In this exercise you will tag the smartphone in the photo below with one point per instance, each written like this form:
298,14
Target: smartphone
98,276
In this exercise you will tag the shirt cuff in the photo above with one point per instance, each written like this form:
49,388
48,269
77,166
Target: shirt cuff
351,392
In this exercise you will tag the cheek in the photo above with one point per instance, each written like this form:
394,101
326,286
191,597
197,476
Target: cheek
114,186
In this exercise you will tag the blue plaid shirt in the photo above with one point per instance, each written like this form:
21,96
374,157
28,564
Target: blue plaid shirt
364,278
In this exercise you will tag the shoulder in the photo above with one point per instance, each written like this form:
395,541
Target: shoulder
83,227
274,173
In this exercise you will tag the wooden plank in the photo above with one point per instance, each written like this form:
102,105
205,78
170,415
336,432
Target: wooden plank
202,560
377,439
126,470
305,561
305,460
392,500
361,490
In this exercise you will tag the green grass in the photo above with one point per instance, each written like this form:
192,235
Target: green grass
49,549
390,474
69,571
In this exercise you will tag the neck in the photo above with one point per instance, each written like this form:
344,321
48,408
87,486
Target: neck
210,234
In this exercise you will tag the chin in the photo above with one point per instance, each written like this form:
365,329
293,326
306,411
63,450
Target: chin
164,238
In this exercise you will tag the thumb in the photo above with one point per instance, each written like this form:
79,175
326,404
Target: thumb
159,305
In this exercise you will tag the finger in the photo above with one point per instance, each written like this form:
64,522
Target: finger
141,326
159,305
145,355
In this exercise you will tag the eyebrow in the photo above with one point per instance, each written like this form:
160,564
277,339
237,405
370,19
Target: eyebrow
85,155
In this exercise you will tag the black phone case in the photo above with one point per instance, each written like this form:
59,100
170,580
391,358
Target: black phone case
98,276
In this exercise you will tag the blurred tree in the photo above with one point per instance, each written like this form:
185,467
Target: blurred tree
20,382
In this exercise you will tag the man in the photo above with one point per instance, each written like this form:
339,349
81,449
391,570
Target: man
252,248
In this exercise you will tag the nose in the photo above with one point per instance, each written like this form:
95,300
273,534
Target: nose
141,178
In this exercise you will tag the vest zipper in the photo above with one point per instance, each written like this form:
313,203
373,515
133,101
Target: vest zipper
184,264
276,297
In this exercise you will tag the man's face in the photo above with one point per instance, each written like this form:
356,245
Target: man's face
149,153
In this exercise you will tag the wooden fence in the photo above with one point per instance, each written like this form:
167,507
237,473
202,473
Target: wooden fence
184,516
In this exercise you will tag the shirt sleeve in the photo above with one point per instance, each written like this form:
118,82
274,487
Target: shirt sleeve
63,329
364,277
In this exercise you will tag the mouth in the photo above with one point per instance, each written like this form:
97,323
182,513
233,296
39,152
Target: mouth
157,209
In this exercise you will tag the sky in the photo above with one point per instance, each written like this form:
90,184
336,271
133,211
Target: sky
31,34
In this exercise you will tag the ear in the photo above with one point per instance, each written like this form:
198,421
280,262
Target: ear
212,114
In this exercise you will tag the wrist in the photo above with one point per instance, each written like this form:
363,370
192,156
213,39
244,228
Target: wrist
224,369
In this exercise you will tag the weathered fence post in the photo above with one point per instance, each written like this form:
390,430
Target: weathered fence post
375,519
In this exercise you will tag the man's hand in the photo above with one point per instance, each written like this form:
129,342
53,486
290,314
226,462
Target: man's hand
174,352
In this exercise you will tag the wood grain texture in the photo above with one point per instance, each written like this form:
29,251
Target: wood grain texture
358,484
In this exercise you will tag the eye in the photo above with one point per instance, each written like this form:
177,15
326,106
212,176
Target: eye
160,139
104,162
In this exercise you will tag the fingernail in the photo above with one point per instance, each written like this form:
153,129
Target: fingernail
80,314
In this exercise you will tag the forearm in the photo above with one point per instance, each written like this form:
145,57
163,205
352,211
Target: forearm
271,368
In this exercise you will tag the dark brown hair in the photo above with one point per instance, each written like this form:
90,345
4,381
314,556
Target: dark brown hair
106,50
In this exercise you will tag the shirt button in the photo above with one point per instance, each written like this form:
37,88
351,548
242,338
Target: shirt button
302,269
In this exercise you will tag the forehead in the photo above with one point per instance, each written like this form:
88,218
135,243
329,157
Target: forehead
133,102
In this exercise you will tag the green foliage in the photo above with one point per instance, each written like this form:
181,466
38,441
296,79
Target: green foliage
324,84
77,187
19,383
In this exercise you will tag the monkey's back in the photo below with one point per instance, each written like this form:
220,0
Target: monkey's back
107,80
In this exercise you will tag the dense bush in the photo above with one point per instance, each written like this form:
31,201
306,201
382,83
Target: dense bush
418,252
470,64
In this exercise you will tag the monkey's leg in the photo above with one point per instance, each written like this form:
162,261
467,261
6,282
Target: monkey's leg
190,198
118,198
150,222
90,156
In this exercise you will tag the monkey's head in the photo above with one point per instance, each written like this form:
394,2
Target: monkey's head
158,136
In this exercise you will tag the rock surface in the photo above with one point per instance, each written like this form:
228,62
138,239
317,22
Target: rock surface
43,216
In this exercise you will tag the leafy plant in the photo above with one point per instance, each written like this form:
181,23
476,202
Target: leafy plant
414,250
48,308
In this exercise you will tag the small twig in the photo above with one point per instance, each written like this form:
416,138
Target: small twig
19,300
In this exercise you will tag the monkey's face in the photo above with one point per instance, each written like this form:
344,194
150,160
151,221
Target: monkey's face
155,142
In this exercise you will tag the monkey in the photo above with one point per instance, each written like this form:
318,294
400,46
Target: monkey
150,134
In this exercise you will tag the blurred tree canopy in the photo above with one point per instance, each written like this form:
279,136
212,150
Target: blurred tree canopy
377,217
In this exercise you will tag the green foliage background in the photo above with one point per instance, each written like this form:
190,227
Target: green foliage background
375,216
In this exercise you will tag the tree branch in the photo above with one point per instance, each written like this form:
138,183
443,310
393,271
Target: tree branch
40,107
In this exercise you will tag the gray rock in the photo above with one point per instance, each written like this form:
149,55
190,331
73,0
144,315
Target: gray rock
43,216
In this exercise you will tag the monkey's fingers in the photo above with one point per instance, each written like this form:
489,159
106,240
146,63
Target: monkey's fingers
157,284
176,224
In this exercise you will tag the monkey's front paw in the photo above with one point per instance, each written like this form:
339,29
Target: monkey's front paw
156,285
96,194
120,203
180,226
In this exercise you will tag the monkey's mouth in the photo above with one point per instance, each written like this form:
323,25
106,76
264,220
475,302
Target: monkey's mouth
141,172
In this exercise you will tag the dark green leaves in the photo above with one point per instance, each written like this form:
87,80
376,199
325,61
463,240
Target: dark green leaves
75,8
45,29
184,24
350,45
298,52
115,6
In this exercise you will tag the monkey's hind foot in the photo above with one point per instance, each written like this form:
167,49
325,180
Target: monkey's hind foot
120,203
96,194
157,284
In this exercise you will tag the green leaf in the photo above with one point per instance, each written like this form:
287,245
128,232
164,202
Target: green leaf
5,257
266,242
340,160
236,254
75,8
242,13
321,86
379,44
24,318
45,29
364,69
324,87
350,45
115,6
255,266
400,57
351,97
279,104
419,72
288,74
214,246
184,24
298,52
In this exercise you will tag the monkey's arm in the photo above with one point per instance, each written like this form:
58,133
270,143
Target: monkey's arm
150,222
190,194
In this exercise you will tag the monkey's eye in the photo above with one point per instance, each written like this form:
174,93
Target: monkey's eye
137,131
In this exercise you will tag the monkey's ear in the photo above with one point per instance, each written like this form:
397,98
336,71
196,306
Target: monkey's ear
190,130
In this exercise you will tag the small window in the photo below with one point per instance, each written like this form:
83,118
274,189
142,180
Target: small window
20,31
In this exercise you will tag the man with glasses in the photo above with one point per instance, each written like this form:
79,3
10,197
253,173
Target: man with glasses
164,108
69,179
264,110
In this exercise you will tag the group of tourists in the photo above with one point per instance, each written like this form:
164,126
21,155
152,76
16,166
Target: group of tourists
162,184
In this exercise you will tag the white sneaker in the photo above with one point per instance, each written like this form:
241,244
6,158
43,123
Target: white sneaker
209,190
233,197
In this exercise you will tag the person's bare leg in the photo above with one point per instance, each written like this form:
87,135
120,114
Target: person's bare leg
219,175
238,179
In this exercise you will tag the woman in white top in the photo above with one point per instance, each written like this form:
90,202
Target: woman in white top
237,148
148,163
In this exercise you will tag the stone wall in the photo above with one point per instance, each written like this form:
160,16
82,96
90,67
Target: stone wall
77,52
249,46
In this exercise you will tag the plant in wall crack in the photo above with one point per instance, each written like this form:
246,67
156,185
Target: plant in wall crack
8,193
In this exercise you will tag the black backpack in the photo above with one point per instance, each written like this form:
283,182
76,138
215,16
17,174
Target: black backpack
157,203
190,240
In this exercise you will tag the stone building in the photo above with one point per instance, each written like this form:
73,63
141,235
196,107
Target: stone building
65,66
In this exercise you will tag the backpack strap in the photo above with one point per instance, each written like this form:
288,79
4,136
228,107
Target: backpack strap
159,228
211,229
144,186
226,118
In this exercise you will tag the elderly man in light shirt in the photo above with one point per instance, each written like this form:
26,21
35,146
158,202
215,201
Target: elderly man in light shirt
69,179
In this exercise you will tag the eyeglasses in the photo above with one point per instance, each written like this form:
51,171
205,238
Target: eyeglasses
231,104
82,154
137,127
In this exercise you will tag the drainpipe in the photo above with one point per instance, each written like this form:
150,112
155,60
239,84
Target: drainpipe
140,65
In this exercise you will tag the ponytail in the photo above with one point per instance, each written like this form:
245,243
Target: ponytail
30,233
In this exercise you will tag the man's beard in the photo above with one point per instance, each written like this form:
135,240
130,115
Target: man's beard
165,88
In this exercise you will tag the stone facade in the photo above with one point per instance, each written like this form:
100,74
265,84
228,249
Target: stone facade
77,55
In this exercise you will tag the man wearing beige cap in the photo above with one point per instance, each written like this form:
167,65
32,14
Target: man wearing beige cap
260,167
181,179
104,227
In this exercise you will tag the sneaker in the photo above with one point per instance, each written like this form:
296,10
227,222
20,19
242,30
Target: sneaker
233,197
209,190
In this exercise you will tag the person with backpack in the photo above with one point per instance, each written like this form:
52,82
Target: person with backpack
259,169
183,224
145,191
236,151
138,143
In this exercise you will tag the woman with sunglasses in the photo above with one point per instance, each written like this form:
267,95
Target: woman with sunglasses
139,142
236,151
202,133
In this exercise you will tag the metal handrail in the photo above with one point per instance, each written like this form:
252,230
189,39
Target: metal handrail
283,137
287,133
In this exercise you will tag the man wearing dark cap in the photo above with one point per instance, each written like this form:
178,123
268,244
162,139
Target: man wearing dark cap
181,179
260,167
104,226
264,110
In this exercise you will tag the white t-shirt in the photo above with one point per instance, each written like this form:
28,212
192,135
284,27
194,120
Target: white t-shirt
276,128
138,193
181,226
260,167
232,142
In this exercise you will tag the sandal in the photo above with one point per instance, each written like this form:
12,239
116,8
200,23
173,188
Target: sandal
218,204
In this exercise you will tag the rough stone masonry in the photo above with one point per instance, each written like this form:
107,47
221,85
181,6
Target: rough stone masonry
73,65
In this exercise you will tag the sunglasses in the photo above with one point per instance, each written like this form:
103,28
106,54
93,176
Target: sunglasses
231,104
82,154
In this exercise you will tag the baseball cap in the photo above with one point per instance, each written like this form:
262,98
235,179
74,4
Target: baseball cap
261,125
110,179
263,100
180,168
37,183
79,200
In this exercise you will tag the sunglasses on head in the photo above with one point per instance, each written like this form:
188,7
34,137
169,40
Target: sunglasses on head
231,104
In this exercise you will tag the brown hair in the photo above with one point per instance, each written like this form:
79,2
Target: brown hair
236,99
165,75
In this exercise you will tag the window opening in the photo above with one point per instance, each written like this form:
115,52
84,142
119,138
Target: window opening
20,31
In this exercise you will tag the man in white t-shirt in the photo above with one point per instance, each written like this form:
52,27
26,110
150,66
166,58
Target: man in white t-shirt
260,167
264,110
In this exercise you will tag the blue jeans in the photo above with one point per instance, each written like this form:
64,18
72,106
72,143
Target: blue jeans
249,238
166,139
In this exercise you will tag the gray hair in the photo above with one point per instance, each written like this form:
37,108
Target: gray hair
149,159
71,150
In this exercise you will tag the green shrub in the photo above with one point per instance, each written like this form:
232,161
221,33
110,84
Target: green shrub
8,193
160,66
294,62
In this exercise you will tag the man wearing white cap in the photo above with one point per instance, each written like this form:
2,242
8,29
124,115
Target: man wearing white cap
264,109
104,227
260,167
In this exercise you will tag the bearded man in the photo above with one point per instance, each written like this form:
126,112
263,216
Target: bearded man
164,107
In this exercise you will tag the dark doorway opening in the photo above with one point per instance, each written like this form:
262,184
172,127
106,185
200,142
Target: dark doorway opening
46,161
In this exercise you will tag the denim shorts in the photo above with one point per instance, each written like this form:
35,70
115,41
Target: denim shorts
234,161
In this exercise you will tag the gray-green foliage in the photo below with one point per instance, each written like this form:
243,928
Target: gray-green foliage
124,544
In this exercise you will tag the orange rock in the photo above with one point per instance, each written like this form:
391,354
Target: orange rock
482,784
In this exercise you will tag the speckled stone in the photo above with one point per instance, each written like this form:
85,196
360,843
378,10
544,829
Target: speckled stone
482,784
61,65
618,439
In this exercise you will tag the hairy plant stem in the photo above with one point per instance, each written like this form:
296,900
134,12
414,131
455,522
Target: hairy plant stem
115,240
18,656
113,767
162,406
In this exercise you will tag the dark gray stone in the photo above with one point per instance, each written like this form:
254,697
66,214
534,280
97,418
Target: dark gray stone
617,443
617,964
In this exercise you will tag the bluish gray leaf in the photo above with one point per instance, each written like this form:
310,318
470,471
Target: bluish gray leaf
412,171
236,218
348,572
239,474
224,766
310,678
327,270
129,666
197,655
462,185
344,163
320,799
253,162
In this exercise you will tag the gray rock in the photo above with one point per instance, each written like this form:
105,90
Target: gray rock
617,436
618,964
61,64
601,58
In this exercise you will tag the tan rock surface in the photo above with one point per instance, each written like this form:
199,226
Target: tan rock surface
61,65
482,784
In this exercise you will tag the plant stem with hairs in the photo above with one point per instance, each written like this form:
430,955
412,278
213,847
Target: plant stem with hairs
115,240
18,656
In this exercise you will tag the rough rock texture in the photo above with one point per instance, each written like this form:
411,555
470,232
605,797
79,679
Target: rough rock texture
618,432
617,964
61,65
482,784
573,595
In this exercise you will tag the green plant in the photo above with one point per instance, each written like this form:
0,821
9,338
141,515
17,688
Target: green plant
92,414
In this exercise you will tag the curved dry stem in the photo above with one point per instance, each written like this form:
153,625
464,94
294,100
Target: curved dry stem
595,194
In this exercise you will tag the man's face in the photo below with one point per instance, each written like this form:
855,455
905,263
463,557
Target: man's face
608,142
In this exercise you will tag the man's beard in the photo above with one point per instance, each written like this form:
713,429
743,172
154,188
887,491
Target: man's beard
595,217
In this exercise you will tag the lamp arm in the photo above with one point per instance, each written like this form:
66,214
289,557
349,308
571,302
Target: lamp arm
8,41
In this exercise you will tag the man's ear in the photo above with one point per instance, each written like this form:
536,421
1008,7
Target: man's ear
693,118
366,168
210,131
....
Copy exactly the lines that run from the one containing "Target: rough rock texture" to the last line of the listing, both included, and nothing more.

> **TASK SOLUTION**:
Target: rough rock texture
618,432
617,964
61,65
482,784
573,595
In this exercise you will tag the green plant in the photo above with one point per instance, each written like this form:
0,821
9,338
141,515
17,688
Target: green plant
92,414
In this exercise you will tag the curved dry stem in the photo above with one point per instance, each written like this form:
153,625
464,94
294,100
Target: curved dry stem
595,194
In this exercise you will tag the man's face in the photo below with one point per instance, each written like this form:
855,455
905,263
463,557
Target: man's face
608,142
In this exercise you will tag the man's beard in the photo above with one point per instance, each written like this form:
713,429
743,172
154,188
887,491
Target: man's beard
595,217
In this exercise you will tag the lamp arm in the photo above with one point per instance, each written like this form:
66,214
289,557
349,308
571,302
Target: lamp arm
8,41
In this exercise you will tag the man's ear in the photo above with one point per instance, each written like this form:
536,421
1008,7
Target: man's ear
693,118
366,168
210,131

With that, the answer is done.